▶ [Information given]:
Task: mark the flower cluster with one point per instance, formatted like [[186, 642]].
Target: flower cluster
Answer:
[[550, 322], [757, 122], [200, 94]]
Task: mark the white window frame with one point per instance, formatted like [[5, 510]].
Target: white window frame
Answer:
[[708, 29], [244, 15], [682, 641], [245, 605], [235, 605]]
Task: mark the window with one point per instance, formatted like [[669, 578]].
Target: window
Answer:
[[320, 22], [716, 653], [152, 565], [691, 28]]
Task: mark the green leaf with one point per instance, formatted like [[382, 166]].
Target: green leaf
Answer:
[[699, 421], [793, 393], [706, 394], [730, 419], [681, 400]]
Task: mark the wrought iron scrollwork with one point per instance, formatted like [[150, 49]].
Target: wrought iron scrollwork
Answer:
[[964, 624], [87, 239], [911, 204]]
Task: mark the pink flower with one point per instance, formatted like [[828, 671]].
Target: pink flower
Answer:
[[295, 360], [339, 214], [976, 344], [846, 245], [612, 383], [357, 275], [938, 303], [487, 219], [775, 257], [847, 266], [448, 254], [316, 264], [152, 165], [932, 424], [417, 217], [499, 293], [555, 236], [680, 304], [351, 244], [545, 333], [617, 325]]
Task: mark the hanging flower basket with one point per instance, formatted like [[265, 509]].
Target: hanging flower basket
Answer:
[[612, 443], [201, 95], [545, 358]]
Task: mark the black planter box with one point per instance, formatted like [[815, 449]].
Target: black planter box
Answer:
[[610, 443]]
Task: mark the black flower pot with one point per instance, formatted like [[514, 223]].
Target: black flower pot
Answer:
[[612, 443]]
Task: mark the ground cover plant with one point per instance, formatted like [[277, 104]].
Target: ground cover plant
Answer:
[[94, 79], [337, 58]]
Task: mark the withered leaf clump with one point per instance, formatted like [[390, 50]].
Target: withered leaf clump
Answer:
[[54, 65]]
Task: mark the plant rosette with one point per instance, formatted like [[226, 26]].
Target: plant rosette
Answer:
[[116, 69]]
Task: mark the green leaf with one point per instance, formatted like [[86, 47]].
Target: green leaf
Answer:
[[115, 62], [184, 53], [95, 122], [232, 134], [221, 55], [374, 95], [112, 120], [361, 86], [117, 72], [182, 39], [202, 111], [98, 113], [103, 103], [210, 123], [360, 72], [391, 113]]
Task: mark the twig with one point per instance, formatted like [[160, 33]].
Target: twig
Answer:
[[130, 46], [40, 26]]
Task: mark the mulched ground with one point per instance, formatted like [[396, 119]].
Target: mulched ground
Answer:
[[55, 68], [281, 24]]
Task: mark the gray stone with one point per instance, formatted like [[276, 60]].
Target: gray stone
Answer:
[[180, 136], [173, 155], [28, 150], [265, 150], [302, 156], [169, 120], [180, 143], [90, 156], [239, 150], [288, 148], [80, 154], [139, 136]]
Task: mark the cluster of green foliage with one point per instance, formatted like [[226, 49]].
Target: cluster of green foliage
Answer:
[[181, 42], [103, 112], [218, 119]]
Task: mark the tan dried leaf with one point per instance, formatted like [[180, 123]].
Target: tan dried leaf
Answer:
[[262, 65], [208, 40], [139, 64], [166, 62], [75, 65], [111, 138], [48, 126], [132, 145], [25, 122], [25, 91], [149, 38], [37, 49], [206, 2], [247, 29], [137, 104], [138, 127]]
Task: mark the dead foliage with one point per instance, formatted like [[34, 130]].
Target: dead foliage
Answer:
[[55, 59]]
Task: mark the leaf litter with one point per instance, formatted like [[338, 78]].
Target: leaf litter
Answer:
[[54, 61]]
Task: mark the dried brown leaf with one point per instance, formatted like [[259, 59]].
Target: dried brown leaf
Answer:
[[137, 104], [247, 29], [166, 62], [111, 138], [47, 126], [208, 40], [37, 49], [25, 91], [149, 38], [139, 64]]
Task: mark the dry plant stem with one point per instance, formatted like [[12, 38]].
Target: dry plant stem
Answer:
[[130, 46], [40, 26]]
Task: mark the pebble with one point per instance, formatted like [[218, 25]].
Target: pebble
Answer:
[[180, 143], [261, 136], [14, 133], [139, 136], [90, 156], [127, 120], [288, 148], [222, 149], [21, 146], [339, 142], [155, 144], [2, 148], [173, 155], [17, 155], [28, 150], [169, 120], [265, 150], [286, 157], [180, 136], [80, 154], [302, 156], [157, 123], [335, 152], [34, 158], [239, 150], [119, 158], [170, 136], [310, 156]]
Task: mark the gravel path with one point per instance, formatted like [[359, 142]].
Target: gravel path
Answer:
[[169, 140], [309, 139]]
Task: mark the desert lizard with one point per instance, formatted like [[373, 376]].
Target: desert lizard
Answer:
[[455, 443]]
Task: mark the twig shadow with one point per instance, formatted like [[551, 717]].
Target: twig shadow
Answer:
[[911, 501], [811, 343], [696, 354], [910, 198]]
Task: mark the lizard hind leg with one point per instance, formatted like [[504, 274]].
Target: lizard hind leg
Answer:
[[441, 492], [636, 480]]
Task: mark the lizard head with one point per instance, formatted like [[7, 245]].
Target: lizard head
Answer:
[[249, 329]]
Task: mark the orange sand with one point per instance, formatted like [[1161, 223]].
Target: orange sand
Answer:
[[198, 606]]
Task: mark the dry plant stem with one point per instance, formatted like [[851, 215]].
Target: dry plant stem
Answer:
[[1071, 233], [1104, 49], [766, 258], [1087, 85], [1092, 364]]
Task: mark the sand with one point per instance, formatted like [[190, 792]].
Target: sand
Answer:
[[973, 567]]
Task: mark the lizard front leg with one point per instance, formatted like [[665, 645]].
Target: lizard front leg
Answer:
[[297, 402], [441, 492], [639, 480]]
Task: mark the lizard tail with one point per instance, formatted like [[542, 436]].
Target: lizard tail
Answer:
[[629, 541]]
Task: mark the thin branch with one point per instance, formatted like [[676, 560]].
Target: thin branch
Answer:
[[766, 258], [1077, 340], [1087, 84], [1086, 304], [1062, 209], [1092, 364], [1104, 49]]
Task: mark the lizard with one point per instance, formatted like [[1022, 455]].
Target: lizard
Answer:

▶ [What the task requires]: The result is a copy of every line above where the word "brown" shows up.

▶ [Your solution]:
Task: mark the dried brown leaf with one point per instance, formatted like [[259, 59]].
Target: dried brown leaf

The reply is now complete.